──────── Extract to read
Tanella Suzanne Boni (born 1954) is an Ivorian poet and novelist. Also an academic, she is Professor of Philosophy at the University of Abidjan. Apart from her teaching and research activities, she was the President of the association of writers of the Côte d'Ivoire from 1991 to 1997, and later the organizer of the International Poetry Festival in Abidjan from 1998 to 2002.

Biography
Tanella Boni was born in Abidjan, Côte d'Ivoire, where she was educated to high-school level, before going on to further university studies in Toulouse, France, and at the University of Paris, obtaining a PhD. She subsequently became Professor of Philosophy at the University of Cocody-Abidjan (now the University of Félix Houphouët-Boigny), as well as writing poetry, novels, short stories, criticism, and children's literature.

She served as President of the Writers' Association of Côte d'Ivoire from 1991 to 1997 and organized Abidjan's International Poetry Festival from 1998 to 2002. During the political strife in Côte d'Ivoire (from 2002 until 2011) she self-exiled to France. In 2005, she received the Ahmadou Kourouma Prize for her novel Matins de couvre-feu (Mornings after curfew). In 2009, she won the Antonio Viccaro International Poetry Prize. Since 2013, Boni divides her time between Abidjan and Paris.

She is a contributor to the 2019 anthology New Daughters of Africa, edited by Margaret Busby.
────────────────
● **Set exercise**
Reproduce the passage of the Tanella Boni biography starting at "She served as" and ending at "by Margaret Busby.", word for word.
──────── Data shown
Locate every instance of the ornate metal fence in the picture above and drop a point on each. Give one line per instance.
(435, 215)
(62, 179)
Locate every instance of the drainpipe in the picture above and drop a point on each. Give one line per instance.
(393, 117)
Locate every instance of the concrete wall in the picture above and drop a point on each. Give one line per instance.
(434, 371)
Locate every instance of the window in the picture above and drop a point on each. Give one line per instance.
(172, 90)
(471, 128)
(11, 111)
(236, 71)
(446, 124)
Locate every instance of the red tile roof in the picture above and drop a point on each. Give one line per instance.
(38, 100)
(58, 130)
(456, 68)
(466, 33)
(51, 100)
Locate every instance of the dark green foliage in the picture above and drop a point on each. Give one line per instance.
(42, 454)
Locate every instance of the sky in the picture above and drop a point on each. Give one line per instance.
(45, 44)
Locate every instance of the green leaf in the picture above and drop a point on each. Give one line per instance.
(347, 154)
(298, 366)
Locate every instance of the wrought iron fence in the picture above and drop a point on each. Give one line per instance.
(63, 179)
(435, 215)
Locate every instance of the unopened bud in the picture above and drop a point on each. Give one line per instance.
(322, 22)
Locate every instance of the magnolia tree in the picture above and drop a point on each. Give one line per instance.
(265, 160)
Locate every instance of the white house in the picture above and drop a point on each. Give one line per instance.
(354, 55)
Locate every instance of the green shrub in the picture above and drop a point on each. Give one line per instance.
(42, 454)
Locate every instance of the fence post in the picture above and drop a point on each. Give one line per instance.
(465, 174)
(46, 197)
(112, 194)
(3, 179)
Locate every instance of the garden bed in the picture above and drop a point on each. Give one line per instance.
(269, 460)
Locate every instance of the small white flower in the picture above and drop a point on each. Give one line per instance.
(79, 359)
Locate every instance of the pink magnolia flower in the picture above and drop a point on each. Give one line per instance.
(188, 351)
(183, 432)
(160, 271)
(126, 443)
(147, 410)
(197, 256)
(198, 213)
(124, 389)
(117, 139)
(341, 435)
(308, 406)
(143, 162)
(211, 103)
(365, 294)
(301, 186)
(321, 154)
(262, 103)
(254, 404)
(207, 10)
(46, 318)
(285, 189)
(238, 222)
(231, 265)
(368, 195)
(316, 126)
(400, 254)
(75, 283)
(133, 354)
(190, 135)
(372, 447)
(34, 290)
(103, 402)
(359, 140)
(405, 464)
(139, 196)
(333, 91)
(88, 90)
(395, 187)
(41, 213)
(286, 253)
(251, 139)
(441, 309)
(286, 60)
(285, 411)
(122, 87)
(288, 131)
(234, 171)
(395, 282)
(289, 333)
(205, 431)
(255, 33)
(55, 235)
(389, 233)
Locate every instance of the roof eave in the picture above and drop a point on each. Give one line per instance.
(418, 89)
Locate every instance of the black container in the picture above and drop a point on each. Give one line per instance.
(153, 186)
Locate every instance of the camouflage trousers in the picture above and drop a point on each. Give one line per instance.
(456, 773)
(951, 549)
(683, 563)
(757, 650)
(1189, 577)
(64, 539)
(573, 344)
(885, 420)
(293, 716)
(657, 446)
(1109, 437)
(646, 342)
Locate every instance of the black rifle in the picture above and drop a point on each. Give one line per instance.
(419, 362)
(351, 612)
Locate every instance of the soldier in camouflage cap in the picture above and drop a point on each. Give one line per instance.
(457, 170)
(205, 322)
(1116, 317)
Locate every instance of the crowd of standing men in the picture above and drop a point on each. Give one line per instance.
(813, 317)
────────────────
● **Correct output**
She served as President of the Writers' Association of Côte d'Ivoire from 1991 to 1997 and organized Abidjan's International Poetry Festival from 1998 to 2002. During the political strife in Côte d'Ivoire (from 2002 until 2011) she self-exiled to France. In 2005, she received the Ahmadou Kourouma Prize for her novel Matins de couvre-feu (Mornings after curfew). In 2009, she won the Antonio Viccaro International Poetry Prize. Since 2013, Boni divides her time between Abidjan and Paris.

She is a contributor to the 2019 anthology New Daughters of Africa, edited by Margaret Busby.